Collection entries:
-------------------------

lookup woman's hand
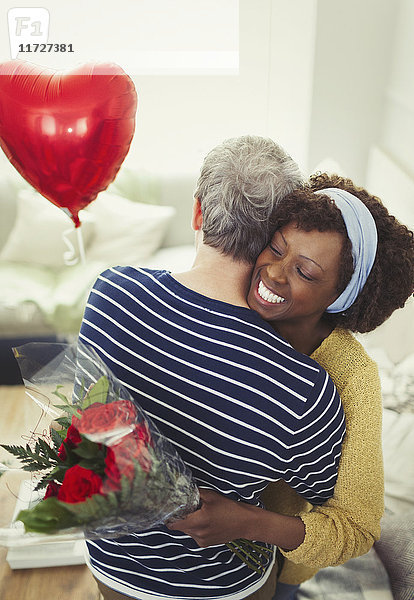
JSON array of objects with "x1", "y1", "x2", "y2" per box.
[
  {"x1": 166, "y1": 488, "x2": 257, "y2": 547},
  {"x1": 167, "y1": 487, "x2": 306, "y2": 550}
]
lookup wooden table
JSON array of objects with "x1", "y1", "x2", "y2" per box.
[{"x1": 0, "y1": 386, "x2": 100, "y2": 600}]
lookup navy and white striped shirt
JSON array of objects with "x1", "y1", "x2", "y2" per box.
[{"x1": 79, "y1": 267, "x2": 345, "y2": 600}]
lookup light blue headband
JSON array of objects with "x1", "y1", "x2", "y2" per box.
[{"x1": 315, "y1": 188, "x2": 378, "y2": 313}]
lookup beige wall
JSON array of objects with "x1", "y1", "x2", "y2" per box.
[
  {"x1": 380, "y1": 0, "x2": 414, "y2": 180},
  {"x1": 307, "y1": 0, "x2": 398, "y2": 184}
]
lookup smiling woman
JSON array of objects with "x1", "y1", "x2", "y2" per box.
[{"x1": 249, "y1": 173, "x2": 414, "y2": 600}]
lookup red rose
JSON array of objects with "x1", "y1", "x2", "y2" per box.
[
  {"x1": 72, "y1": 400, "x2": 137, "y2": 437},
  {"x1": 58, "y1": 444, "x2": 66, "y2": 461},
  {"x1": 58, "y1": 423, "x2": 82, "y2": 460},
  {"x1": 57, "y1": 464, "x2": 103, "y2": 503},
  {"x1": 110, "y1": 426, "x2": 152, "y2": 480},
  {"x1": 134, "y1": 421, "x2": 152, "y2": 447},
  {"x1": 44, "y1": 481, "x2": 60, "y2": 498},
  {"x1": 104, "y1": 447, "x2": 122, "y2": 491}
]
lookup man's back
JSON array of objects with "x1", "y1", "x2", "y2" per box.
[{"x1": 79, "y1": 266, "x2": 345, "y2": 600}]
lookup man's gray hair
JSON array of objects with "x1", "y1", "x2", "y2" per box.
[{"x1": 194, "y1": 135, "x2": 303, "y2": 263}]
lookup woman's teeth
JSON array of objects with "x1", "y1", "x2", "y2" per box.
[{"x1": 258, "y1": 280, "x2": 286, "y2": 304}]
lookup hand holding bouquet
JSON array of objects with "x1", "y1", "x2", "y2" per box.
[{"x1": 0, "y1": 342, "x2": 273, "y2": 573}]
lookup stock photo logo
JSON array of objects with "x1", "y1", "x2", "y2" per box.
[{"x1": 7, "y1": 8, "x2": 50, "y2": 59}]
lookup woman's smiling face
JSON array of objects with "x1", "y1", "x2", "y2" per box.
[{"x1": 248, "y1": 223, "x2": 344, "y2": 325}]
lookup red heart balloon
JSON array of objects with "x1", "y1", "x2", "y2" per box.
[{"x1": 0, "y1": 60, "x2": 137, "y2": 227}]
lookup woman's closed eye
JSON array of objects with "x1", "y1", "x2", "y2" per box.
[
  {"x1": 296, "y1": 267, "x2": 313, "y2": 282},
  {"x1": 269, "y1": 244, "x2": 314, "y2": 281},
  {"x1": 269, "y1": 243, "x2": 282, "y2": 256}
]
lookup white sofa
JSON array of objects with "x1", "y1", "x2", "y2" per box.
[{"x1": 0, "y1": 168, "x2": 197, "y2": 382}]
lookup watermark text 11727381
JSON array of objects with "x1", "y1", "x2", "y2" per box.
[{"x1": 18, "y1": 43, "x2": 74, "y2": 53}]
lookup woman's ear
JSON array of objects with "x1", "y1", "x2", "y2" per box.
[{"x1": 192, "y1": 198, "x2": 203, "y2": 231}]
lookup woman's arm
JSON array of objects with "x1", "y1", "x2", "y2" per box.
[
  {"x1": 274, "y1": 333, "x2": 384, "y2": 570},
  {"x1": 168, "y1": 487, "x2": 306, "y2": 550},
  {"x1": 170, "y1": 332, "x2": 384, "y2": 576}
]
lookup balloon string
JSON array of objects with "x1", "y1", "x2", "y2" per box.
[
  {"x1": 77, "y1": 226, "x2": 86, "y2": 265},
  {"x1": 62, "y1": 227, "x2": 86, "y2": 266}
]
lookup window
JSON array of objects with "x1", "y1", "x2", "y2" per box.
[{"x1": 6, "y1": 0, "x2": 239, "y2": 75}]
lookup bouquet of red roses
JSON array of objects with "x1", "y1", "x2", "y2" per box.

-------------------------

### [To do]
The line with "lookup red rose" marks the end: restate word for word every line from the top of the data through that one, omitting pictures.

### [Result of the task]
lookup woman's hand
JSON array of objects with "x1", "y1", "x2", "y2" per box.
[
  {"x1": 166, "y1": 488, "x2": 257, "y2": 547},
  {"x1": 167, "y1": 487, "x2": 306, "y2": 550}
]
lookup wooden table
JSON array of objects with "x1", "y1", "x2", "y2" per box.
[{"x1": 0, "y1": 386, "x2": 100, "y2": 600}]
lookup navy and white striped shirt
JSON array of objects with "x1", "y1", "x2", "y2" per box.
[{"x1": 79, "y1": 267, "x2": 345, "y2": 600}]
lookup light blue headband
JSON array of objects with "x1", "y1", "x2", "y2" per box.
[{"x1": 315, "y1": 188, "x2": 378, "y2": 313}]
lookup beige wall
JSON array of objects with "x1", "y1", "x2", "y2" per box.
[
  {"x1": 380, "y1": 0, "x2": 414, "y2": 180},
  {"x1": 307, "y1": 0, "x2": 398, "y2": 184}
]
lookup smiling woman
JSON array of objects with "x1", "y1", "x2", "y2" per box.
[{"x1": 249, "y1": 173, "x2": 414, "y2": 600}]
lookup red rose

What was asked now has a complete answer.